-- Dataset --
((
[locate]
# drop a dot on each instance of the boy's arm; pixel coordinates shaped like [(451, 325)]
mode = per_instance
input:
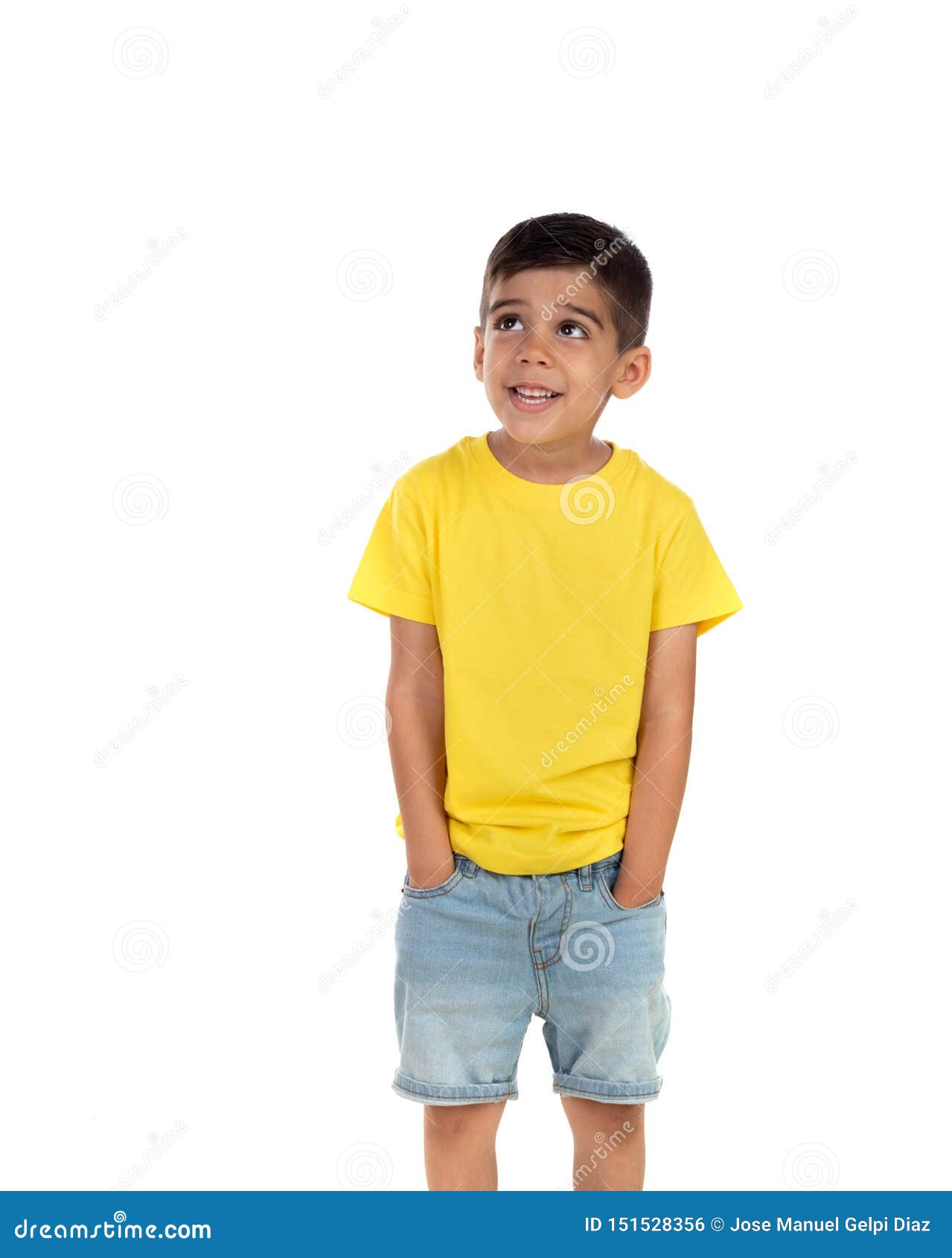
[(418, 751), (660, 764)]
))
-- Task statement --
An exact, picture-free copy of the entries is required.

-- Output of the exercise --
[locate]
# drop a dot on each instance of the boy's arm; pixel coordinates shaped like [(451, 325)]
mode = per_instance
input:
[(418, 751), (660, 764)]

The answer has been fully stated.